- [EXERCISE INPUT]
<<<<
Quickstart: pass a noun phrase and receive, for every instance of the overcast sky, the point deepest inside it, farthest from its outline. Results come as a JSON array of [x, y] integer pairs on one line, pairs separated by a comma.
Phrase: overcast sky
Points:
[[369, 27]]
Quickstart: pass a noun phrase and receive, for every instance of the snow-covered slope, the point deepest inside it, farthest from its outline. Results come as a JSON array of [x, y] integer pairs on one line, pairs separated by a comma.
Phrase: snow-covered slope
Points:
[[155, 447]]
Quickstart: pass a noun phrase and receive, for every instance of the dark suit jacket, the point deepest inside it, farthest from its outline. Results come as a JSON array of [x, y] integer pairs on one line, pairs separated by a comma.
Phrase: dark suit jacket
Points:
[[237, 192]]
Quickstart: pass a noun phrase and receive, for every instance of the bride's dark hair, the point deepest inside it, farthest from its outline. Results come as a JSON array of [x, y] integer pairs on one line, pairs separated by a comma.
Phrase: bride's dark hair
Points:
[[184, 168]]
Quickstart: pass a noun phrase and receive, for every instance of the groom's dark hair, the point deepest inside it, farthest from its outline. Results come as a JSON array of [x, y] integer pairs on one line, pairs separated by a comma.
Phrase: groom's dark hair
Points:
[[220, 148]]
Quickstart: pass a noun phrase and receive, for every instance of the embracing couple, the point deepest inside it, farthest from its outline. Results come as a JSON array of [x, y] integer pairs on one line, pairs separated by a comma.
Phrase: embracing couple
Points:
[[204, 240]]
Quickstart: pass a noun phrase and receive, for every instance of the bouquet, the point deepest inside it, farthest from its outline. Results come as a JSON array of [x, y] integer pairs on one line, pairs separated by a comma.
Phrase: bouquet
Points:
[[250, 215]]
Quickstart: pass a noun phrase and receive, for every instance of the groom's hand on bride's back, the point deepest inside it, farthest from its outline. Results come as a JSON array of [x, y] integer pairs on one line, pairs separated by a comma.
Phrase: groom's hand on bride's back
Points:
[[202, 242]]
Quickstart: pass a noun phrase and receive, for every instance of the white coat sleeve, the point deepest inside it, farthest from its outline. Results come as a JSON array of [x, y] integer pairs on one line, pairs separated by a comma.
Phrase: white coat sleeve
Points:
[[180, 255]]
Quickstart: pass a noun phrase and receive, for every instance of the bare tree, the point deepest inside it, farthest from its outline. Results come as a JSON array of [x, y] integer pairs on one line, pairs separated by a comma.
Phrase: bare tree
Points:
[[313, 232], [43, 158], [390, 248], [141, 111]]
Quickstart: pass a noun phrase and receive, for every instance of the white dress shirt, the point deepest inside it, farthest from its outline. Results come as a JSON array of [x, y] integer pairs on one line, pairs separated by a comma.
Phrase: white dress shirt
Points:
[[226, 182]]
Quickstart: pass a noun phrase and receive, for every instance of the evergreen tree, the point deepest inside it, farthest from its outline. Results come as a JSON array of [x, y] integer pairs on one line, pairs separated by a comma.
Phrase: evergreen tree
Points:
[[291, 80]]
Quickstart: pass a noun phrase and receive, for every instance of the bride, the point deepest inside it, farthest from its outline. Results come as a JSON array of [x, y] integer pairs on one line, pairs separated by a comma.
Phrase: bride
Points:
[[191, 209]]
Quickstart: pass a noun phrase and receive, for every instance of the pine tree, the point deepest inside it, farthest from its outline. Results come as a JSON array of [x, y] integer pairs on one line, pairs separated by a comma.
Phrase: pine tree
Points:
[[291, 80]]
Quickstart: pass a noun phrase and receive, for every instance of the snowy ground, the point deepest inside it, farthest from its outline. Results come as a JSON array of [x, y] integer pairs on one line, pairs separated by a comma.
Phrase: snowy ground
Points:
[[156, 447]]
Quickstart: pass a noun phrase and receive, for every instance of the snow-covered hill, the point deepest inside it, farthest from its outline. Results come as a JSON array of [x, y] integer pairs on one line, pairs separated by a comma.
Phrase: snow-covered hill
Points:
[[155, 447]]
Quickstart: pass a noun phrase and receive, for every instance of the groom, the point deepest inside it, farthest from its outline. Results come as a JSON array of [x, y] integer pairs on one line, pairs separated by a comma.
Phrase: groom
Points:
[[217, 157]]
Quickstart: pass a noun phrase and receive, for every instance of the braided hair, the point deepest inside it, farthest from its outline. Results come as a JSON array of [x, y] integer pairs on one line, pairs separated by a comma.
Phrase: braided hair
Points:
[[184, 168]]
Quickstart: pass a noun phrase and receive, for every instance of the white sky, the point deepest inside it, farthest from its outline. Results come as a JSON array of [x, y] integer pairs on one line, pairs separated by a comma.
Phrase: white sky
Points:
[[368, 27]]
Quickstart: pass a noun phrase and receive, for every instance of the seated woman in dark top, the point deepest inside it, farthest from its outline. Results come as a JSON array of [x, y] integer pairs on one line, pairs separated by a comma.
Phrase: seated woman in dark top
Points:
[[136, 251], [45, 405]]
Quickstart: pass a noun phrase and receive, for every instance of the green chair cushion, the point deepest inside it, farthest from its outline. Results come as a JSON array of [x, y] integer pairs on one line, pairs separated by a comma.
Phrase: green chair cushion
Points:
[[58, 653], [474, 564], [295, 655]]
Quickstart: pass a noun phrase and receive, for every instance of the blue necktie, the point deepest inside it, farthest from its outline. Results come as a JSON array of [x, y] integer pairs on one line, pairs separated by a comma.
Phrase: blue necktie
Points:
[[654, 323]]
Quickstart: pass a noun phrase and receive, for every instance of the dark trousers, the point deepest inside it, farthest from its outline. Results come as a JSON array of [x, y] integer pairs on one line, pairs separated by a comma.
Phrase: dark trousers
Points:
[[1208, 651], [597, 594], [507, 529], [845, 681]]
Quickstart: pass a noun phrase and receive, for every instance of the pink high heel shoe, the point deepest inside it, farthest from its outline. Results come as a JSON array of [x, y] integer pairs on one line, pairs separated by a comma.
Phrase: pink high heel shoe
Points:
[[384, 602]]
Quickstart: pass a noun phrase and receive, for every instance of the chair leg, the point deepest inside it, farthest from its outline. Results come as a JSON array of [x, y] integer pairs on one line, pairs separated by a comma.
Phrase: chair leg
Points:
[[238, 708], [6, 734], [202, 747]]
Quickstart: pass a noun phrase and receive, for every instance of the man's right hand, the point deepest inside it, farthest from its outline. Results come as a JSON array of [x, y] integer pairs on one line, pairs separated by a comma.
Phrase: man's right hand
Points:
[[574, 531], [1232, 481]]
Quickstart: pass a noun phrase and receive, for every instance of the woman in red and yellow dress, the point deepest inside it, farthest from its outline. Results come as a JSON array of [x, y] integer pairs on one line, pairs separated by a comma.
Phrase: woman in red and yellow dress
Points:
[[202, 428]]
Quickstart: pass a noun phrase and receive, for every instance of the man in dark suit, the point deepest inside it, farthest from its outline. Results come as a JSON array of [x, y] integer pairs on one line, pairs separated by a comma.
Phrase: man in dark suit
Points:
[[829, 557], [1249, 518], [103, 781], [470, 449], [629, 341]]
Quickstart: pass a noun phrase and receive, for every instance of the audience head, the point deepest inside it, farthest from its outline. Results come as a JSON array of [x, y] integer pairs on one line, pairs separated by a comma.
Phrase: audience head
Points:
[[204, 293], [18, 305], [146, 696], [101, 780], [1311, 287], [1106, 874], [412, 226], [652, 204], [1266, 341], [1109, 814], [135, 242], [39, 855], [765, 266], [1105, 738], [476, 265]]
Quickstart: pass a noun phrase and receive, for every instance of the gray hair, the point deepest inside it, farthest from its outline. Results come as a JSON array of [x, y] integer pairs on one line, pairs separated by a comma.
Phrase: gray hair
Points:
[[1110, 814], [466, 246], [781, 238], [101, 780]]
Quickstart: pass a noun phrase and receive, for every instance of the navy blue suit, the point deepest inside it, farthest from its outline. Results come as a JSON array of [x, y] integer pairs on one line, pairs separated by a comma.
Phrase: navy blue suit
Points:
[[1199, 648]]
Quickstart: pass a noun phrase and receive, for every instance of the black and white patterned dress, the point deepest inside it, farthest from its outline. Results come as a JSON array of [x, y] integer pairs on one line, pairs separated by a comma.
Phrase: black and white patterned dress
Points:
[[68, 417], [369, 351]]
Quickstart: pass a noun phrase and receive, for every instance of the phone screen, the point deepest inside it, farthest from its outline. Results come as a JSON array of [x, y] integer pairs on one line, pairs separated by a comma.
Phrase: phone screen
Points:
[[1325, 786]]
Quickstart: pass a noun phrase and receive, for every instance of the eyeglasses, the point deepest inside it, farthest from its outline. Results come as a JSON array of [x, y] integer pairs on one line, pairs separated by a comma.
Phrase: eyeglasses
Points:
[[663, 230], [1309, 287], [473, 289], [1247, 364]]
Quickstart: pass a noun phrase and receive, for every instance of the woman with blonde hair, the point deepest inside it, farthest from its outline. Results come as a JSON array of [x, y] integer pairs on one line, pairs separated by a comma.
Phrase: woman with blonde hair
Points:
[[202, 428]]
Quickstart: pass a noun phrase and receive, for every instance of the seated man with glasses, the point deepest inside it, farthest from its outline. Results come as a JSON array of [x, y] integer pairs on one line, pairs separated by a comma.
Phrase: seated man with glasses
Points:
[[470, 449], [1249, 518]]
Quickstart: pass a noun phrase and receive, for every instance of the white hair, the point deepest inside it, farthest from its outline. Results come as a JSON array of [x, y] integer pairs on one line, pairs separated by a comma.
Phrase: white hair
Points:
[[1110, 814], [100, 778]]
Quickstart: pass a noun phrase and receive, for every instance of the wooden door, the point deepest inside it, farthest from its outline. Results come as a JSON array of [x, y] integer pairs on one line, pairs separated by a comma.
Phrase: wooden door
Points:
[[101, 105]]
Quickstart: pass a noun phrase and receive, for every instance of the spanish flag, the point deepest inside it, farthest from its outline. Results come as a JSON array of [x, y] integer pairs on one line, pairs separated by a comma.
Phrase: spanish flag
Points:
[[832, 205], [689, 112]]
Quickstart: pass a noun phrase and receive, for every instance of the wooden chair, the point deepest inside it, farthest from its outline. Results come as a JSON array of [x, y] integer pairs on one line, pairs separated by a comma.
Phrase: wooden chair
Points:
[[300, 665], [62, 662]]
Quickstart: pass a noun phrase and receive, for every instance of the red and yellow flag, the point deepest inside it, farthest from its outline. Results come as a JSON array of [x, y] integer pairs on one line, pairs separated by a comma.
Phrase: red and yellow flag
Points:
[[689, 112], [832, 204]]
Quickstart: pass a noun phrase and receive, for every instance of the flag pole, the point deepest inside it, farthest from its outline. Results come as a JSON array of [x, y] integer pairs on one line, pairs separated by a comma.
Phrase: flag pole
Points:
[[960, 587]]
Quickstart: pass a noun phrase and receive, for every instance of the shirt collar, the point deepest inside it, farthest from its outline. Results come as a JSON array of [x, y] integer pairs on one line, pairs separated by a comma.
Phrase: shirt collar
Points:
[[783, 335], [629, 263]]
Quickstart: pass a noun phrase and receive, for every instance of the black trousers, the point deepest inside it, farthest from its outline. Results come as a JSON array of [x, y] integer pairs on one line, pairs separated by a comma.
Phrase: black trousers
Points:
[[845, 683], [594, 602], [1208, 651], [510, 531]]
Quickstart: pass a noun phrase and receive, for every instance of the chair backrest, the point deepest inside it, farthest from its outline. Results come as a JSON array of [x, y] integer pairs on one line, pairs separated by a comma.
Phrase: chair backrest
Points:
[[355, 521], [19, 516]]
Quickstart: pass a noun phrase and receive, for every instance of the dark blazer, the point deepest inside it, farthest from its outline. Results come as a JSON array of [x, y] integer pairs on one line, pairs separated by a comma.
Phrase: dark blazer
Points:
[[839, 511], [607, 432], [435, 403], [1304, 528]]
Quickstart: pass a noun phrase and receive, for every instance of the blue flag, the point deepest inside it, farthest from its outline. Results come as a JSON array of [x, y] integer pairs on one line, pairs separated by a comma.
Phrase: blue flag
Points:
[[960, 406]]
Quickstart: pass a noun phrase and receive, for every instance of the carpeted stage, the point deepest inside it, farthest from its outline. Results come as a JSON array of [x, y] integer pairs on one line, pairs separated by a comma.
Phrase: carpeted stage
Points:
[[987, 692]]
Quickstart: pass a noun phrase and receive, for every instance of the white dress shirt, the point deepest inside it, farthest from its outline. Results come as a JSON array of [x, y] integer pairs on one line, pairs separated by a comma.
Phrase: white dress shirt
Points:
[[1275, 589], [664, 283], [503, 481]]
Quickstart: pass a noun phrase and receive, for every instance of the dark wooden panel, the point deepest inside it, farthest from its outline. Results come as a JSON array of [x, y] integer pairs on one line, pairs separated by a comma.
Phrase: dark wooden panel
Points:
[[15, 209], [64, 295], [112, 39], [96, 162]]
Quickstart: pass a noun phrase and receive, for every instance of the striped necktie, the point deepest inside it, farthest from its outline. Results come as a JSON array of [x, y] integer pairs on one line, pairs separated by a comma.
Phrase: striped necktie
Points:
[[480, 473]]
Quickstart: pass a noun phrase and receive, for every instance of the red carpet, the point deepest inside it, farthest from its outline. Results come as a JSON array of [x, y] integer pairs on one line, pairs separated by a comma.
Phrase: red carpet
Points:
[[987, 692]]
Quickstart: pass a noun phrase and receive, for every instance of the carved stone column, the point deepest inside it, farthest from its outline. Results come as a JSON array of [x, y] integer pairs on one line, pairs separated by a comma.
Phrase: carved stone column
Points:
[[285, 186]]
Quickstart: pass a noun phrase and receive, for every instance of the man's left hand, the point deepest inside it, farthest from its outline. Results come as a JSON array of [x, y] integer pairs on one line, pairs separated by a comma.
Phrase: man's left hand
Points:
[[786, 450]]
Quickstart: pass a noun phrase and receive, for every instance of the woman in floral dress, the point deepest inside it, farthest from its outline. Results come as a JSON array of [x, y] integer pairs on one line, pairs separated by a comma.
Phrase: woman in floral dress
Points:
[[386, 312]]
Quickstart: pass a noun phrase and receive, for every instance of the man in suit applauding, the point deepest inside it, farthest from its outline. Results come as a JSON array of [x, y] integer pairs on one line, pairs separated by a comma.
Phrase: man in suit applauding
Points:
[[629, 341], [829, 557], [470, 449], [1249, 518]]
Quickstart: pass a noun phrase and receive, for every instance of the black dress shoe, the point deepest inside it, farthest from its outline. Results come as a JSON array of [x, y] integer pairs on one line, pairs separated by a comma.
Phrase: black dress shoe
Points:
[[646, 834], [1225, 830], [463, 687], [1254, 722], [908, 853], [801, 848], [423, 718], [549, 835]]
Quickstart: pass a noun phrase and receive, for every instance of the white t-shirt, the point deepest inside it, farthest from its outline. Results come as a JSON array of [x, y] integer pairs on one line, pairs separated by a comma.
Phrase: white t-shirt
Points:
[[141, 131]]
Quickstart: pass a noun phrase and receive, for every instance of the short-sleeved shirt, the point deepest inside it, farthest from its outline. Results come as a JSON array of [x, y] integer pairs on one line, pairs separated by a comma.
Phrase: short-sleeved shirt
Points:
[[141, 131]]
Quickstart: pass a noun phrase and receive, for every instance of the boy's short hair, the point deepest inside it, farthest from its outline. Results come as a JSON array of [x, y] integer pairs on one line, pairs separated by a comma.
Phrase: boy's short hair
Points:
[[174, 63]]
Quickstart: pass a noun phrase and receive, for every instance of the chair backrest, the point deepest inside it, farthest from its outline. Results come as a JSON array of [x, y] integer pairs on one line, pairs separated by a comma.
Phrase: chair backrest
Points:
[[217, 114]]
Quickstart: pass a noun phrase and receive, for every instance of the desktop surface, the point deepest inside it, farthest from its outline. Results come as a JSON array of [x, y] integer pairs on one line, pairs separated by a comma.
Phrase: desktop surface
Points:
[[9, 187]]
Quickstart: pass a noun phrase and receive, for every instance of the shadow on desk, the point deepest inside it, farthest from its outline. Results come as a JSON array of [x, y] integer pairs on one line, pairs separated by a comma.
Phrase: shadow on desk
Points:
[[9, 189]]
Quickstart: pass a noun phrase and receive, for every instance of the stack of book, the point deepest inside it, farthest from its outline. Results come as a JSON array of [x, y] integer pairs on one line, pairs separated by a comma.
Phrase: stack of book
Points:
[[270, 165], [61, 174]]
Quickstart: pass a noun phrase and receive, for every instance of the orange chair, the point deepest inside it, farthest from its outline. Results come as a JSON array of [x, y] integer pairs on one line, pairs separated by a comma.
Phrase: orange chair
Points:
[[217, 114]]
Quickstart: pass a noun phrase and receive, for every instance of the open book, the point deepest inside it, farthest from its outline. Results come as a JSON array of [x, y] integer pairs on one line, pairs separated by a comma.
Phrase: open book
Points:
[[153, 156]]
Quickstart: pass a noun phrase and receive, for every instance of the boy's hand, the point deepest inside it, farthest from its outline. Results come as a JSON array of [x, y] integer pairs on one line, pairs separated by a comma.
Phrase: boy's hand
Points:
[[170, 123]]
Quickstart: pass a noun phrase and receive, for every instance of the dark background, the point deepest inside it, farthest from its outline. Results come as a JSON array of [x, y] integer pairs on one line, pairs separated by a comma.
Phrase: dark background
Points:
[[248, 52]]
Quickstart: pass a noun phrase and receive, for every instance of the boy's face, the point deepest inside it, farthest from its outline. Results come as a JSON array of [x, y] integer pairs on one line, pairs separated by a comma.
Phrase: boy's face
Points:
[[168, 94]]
>>>>
- [BRIEF] Set down exactly what runs from the line with "of the shadow" to the last line of the data above, including both of those lines and no others.

- [OUTPUT BELOW]
Quickstart: pass a noun phrase and receive, for every instance of the shadow on desk, the point deepest inside it, farthest from its outline. Results come as a JSON array of [x, y] integer pairs on one line, pairs separated by a comma.
Phrase: shadow on desk
Points:
[[9, 189]]
Quickstart: pass a noun phrase and receive, for every instance of the stack of book, the point deepest inside it, farthest from its outline. Results come as a JSON array of [x, y] integer pairs on one line, pairs separated by a comma.
Phrase: stack of book
Points:
[[270, 165], [61, 174]]
Quickstart: pass a noun phrase and receive, for every instance of the orange chair, the point deepest inside it, farthest from its outline. Results come as a JSON array of [x, y] integer pairs on one line, pairs separated by a comma.
Phrase: orange chair
Points:
[[217, 114]]
Quickstart: pass a noun phrase and receive, for every instance of the open book, the point deepest inside it, farthest from its outline. Results come as a JSON array of [x, y] integer pairs on one line, pairs separated by a comma.
Phrase: open book
Points:
[[153, 156]]
Quickstart: pass a noun phrase and receive, for every instance of the boy's hand, the point deepest inside it, farthest from its outline. Results come as a JSON array of [x, y] integer pairs on one line, pairs separated by a comma.
Phrase: boy's hand
Points:
[[170, 123]]
Quickstart: pass a noun phrase and receive, for every instance of the dark background, the point deepest inside it, farthest from its outline. Results come as a JSON array of [x, y] integer pairs on one line, pairs separated by a comma.
Phrase: dark background
Points:
[[248, 52]]
Quickstart: pass a noun phrase and receive, for every instance of the boy's face, the point deepest inside it, farthest from its outline. Results come as a JSON array of [x, y] integer pairs on one line, pairs separated by a comma.
Phrase: boy's face
Points:
[[168, 94]]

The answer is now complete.